**MATERIALS PROVIDED**
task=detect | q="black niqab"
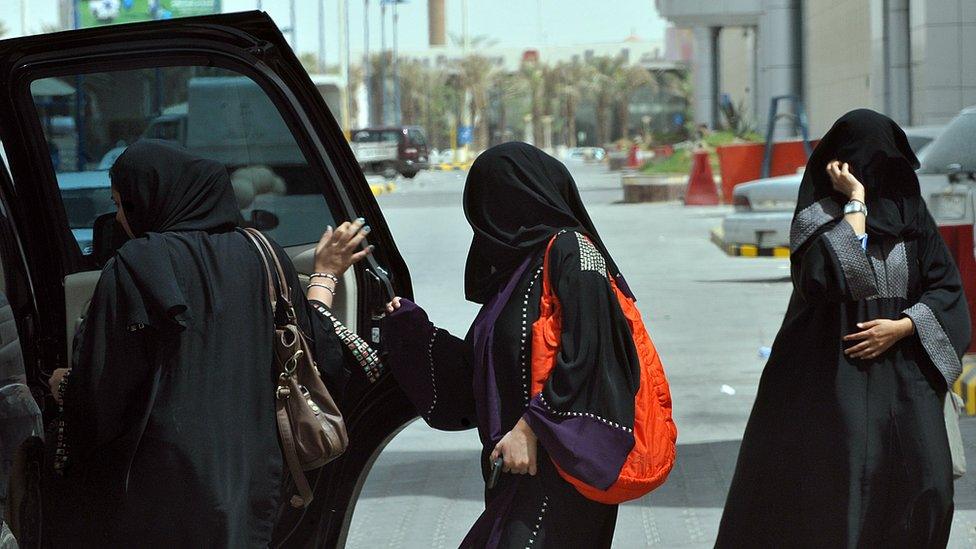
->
[52,141,347,547]
[796,109,925,238]
[464,142,620,303]
[109,139,240,237]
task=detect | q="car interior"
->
[31,66,357,356]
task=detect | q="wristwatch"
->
[844,200,868,217]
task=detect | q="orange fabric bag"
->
[532,235,678,504]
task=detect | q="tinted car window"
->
[908,135,932,154]
[31,67,333,254]
[352,130,400,143]
[410,130,427,146]
[920,113,976,173]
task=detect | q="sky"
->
[0,0,667,64]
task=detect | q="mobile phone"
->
[487,456,505,490]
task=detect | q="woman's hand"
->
[315,218,373,278]
[844,317,915,359]
[491,419,538,475]
[386,297,400,313]
[47,368,68,404]
[827,160,864,202]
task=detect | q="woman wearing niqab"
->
[716,109,970,548]
[384,143,652,548]
[45,140,370,547]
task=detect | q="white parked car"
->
[722,124,948,248]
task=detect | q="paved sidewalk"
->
[347,167,976,549]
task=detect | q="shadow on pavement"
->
[362,417,976,510]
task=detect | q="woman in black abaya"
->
[384,143,652,549]
[45,140,365,547]
[716,109,970,548]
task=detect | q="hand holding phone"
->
[487,456,505,490]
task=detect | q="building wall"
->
[909,0,976,124]
[802,0,872,136]
[718,27,756,124]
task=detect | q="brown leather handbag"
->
[242,229,349,507]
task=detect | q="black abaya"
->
[716,109,970,548]
[45,142,344,547]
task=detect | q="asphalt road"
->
[347,164,976,548]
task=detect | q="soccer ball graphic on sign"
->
[88,0,122,23]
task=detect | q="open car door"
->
[0,12,415,547]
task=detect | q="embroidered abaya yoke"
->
[385,143,639,548]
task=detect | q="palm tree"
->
[366,52,393,125]
[519,61,545,147]
[589,56,624,146]
[556,61,594,148]
[613,65,656,139]
[346,65,365,129]
[400,60,429,124]
[457,55,494,151]
[491,70,523,145]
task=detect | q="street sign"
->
[75,0,220,28]
[458,126,474,146]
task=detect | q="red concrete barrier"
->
[939,224,976,353]
[685,150,719,206]
[716,141,817,203]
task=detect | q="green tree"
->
[519,61,546,146]
[589,56,624,146]
[613,65,657,139]
[457,55,495,151]
[556,61,594,147]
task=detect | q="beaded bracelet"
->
[309,273,339,286]
[308,282,335,297]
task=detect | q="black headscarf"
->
[109,139,240,236]
[796,109,925,238]
[464,142,620,303]
[110,139,241,330]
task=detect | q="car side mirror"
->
[251,210,281,231]
[92,212,129,267]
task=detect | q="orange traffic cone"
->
[685,150,718,206]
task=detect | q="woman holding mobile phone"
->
[716,109,970,548]
[384,143,656,548]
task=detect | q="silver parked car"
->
[722,124,948,248]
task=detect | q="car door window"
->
[410,130,427,147]
[31,66,334,254]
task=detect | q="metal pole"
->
[288,0,298,50]
[393,0,402,126]
[461,0,468,55]
[380,0,387,125]
[337,0,352,132]
[363,0,373,124]
[318,0,325,74]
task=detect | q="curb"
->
[369,181,396,196]
[952,353,976,416]
[430,162,471,172]
[711,227,790,259]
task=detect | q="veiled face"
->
[112,187,135,238]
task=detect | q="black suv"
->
[0,12,415,547]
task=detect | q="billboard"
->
[75,0,220,28]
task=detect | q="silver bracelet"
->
[308,282,335,297]
[308,273,339,286]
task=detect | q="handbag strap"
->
[240,229,278,312]
[542,231,563,297]
[243,228,296,323]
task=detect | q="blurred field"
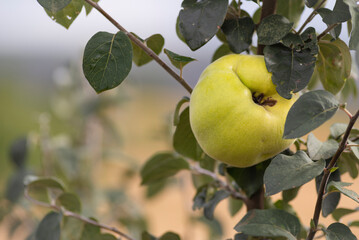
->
[0,58,359,240]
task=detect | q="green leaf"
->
[344,0,359,49]
[283,90,339,139]
[203,190,230,220]
[159,232,181,240]
[276,0,304,27]
[234,209,300,240]
[264,151,325,196]
[35,212,62,240]
[315,159,341,217]
[173,97,189,126]
[282,187,300,203]
[179,0,228,51]
[325,222,357,240]
[141,153,189,185]
[131,34,165,67]
[173,107,203,160]
[56,193,81,213]
[228,198,243,217]
[227,161,270,197]
[316,39,351,94]
[332,208,359,221]
[264,44,315,99]
[82,32,132,93]
[327,181,359,203]
[307,133,339,160]
[257,14,293,45]
[24,176,65,191]
[212,43,232,62]
[338,152,359,179]
[46,0,84,29]
[37,0,72,12]
[221,17,255,53]
[164,48,196,69]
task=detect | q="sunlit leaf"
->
[234,209,300,240]
[264,151,325,196]
[82,32,132,93]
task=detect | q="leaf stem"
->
[24,189,135,240]
[317,23,339,41]
[307,110,359,240]
[85,0,192,93]
[298,0,326,34]
[257,0,277,55]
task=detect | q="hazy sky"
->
[0,0,347,85]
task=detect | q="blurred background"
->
[0,0,359,240]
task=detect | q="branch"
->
[257,0,277,55]
[317,23,339,41]
[298,0,326,34]
[190,164,248,204]
[307,110,359,240]
[24,189,135,240]
[85,0,192,93]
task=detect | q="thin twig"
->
[24,189,135,240]
[85,0,192,93]
[317,23,339,41]
[307,110,359,240]
[190,164,248,203]
[298,0,326,34]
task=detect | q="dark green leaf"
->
[307,133,339,160]
[179,0,228,51]
[141,231,157,240]
[141,153,189,185]
[221,17,255,53]
[82,32,132,93]
[204,190,230,220]
[264,44,315,99]
[212,43,232,62]
[131,34,165,66]
[234,209,300,240]
[37,0,72,12]
[173,107,203,160]
[227,161,270,197]
[35,212,62,240]
[282,187,299,203]
[305,0,318,7]
[5,168,27,203]
[316,39,352,94]
[228,198,243,217]
[338,152,359,179]
[9,137,27,168]
[257,14,293,45]
[315,159,340,217]
[283,90,339,139]
[325,222,357,240]
[327,181,359,203]
[192,186,208,210]
[56,193,81,213]
[46,0,84,29]
[159,232,181,240]
[332,208,359,221]
[164,48,196,69]
[276,0,304,27]
[264,151,325,196]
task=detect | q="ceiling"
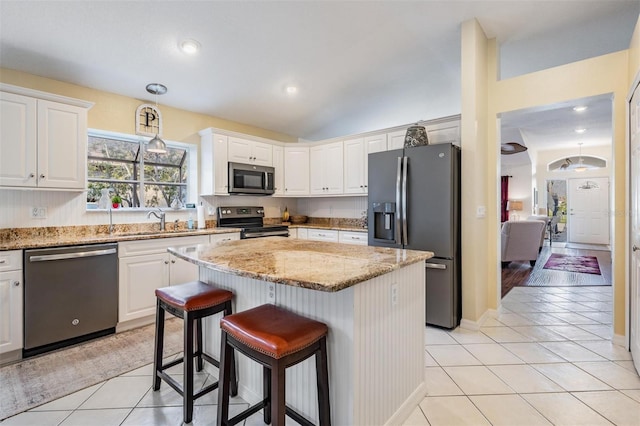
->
[0,0,640,140]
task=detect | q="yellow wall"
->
[0,68,297,144]
[460,19,488,327]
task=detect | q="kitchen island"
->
[169,237,433,425]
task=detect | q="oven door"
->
[229,162,275,195]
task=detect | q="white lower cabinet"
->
[118,235,209,323]
[307,228,338,243]
[338,231,369,246]
[0,250,23,362]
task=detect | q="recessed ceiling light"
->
[180,39,200,55]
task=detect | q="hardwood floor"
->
[502,242,611,297]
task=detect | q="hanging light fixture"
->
[146,83,167,154]
[573,142,587,173]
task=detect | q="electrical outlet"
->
[29,207,47,219]
[391,283,398,306]
[267,283,276,305]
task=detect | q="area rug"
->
[543,253,600,275]
[0,319,182,420]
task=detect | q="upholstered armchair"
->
[501,220,545,267]
[527,215,551,251]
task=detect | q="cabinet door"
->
[228,136,253,163]
[0,92,37,186]
[387,130,407,151]
[273,145,284,195]
[284,147,309,196]
[0,270,23,353]
[118,253,169,322]
[213,135,229,195]
[38,100,87,189]
[344,138,366,194]
[209,232,240,244]
[251,142,273,167]
[199,132,229,195]
[169,254,200,285]
[323,142,344,194]
[309,146,326,194]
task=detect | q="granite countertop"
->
[169,237,433,292]
[0,225,241,251]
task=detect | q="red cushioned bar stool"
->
[217,305,331,426]
[153,281,238,423]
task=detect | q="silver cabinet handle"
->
[424,263,447,269]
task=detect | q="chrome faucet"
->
[147,207,164,231]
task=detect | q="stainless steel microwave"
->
[229,162,275,195]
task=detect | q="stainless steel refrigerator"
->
[368,144,462,328]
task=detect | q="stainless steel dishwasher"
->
[23,243,118,357]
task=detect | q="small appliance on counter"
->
[217,206,289,240]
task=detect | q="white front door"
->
[629,80,640,371]
[567,177,610,244]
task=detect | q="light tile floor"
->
[2,287,640,426]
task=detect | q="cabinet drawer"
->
[209,232,240,244]
[307,229,338,243]
[0,250,22,271]
[118,235,209,257]
[338,231,369,246]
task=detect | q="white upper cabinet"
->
[273,145,284,195]
[284,146,309,196]
[0,86,92,190]
[229,136,273,166]
[200,129,229,195]
[309,142,344,195]
[344,134,387,195]
[387,130,407,151]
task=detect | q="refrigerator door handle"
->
[402,157,409,245]
[394,157,403,244]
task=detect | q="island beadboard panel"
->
[200,262,426,425]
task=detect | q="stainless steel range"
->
[218,207,289,239]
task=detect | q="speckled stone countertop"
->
[0,224,241,251]
[169,237,433,292]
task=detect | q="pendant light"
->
[146,83,167,154]
[573,142,587,173]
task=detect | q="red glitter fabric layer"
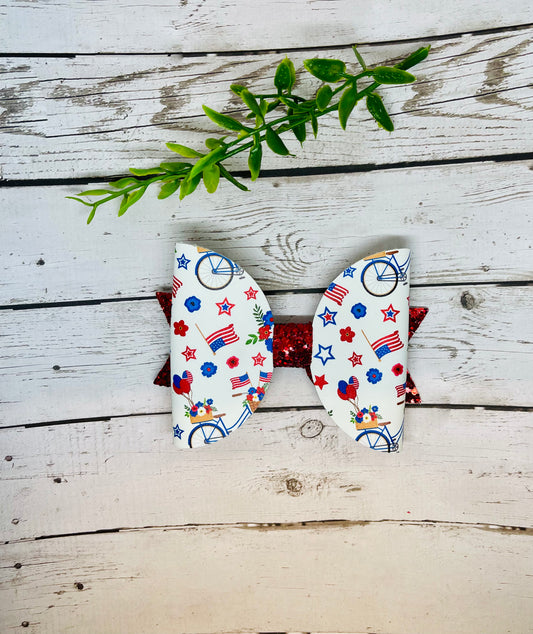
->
[154,293,428,403]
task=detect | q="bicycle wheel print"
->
[361,260,398,297]
[195,253,233,291]
[189,423,226,449]
[355,429,391,453]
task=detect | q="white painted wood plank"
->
[0,286,533,426]
[0,0,533,53]
[0,522,533,634]
[0,161,533,305]
[0,407,533,541]
[0,29,533,179]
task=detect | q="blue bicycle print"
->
[188,405,252,448]
[195,249,244,291]
[361,251,411,297]
[355,422,403,453]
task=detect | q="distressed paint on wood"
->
[0,520,533,634]
[0,407,533,540]
[0,161,533,305]
[0,285,533,426]
[0,28,533,180]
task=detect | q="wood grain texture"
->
[0,27,533,180]
[0,522,533,634]
[4,0,533,53]
[0,161,533,310]
[0,286,533,426]
[0,407,533,540]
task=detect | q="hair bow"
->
[154,243,427,452]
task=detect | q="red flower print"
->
[340,326,355,343]
[392,363,403,376]
[226,357,239,368]
[174,319,189,337]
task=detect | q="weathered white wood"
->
[0,286,533,426]
[0,520,533,634]
[0,29,533,179]
[0,161,533,305]
[0,407,533,540]
[0,0,533,53]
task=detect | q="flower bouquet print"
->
[166,244,427,453]
[170,244,274,447]
[311,249,410,452]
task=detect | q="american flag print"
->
[370,330,403,359]
[324,282,349,306]
[205,324,239,352]
[172,275,183,297]
[230,374,251,390]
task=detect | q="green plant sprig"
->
[67,46,430,224]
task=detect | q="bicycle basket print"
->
[170,243,274,447]
[311,249,410,452]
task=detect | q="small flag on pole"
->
[230,374,251,390]
[205,324,239,352]
[370,330,403,359]
[324,282,348,306]
[172,275,183,297]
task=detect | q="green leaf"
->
[239,88,263,119]
[339,84,358,130]
[394,46,431,70]
[109,176,139,189]
[366,92,394,132]
[205,136,226,150]
[180,174,202,200]
[202,163,220,194]
[167,143,203,158]
[369,66,416,84]
[316,84,333,112]
[87,207,96,225]
[189,146,226,178]
[274,57,296,94]
[158,180,180,200]
[65,196,93,207]
[304,58,346,83]
[219,164,250,192]
[78,189,115,196]
[130,167,163,176]
[159,161,192,174]
[202,106,245,132]
[265,128,290,156]
[248,135,263,181]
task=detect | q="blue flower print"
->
[185,295,202,313]
[352,303,366,319]
[200,361,217,377]
[263,310,274,326]
[366,368,383,385]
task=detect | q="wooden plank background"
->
[0,0,533,634]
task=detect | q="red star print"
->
[244,286,259,300]
[252,353,266,366]
[348,352,363,368]
[181,346,196,361]
[381,304,400,323]
[313,374,328,389]
[215,297,235,316]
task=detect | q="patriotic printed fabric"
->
[170,239,274,448]
[311,249,411,452]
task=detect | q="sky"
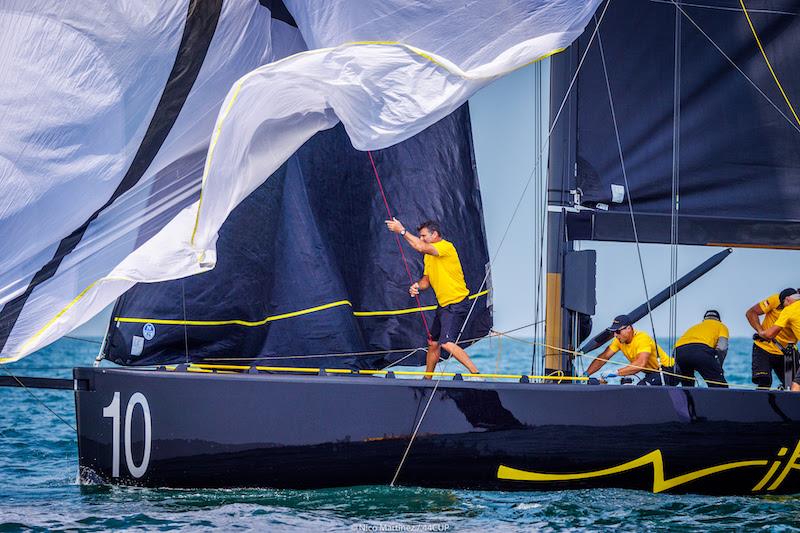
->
[73,62,800,344]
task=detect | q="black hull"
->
[74,368,800,494]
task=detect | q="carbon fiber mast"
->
[544,47,578,375]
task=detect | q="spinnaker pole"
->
[580,248,733,353]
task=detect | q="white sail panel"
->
[2,0,599,360]
[0,1,290,360]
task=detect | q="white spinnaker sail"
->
[0,0,599,361]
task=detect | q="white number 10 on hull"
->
[103,392,152,478]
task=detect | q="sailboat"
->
[0,0,800,494]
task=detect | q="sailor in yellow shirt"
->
[675,309,729,388]
[758,292,800,392]
[386,218,478,379]
[586,315,678,385]
[745,288,797,388]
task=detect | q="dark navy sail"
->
[553,0,800,247]
[106,106,491,368]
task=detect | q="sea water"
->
[0,339,800,532]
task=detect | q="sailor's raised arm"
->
[408,274,431,297]
[384,217,439,255]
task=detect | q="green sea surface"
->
[0,339,800,532]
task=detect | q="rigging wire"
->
[0,365,78,433]
[597,23,664,386]
[669,4,682,354]
[181,278,189,363]
[390,0,611,487]
[61,335,103,344]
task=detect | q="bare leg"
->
[423,341,441,379]
[442,342,478,374]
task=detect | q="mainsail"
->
[553,0,800,248]
[0,0,599,362]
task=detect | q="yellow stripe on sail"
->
[114,290,489,327]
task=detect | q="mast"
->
[544,46,578,375]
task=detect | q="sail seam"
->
[739,0,800,124]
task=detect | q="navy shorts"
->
[431,298,470,344]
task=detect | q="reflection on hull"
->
[75,369,800,494]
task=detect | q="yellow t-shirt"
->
[609,331,675,370]
[675,318,729,348]
[423,239,469,307]
[773,301,800,340]
[755,293,797,355]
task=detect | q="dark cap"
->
[778,287,797,305]
[606,315,633,331]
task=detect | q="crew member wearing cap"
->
[586,315,678,385]
[675,309,729,388]
[745,288,797,388]
[758,292,800,392]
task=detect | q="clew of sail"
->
[0,0,598,362]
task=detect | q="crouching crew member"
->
[745,288,797,388]
[758,292,800,392]
[675,309,729,388]
[586,315,678,385]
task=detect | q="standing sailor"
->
[745,288,797,388]
[386,218,478,378]
[586,315,678,385]
[675,309,729,388]
[758,289,800,391]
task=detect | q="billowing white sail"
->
[0,0,599,361]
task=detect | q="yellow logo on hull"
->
[497,441,800,492]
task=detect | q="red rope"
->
[367,151,431,339]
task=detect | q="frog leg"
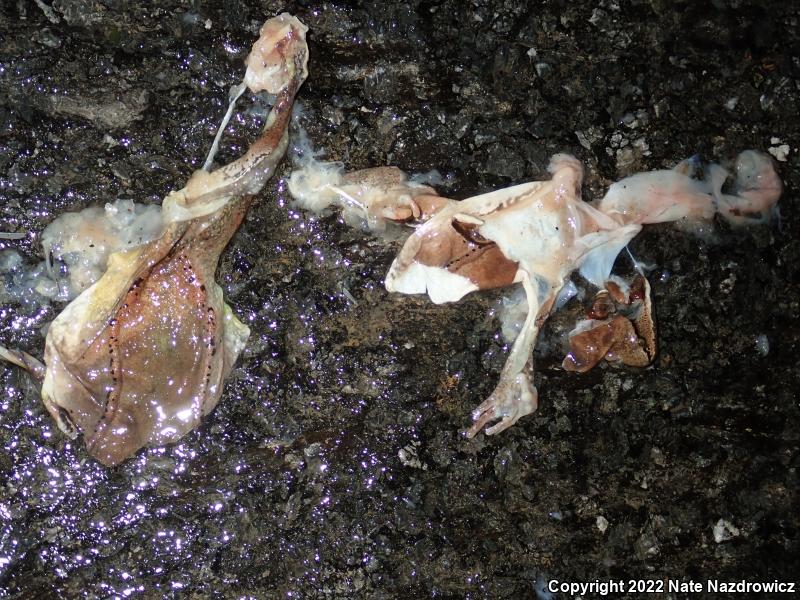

**DIRECTION**
Put the stretch from the start of the items above through the line containing "[827,160,864,202]" into a numbered list, omitting blank lines and leaving out the pictures.

**WRITTEN ANSWER**
1. task=detect | q="black niqab"
2. ->
3. [52,141,347,547]
4. [796,109,925,238]
5. [464,142,620,303]
6. [109,139,240,237]
7. task=detect | q="car interior"
8. ->
9. [31,66,357,356]
10. task=detect | q="wristwatch"
11. ->
12. [844,200,868,217]
13. task=detect | q="orange fabric bag"
14. ->
15. [532,235,678,504]
16. task=detect | q="tinted car window"
17. ->
18. [908,135,932,154]
19. [31,67,333,254]
20. [352,130,400,143]
21. [410,130,427,146]
22. [920,113,976,173]
23. task=detect | q="sky"
24. ->
25. [0,0,667,64]
26. task=detect | q="mobile phone"
27. ->
28. [487,456,505,490]
29. task=detect | q="woman's hand"
30. ->
31. [315,218,373,278]
32. [844,317,915,359]
33. [491,419,538,475]
34. [386,297,400,313]
35. [47,368,68,404]
36. [827,160,864,202]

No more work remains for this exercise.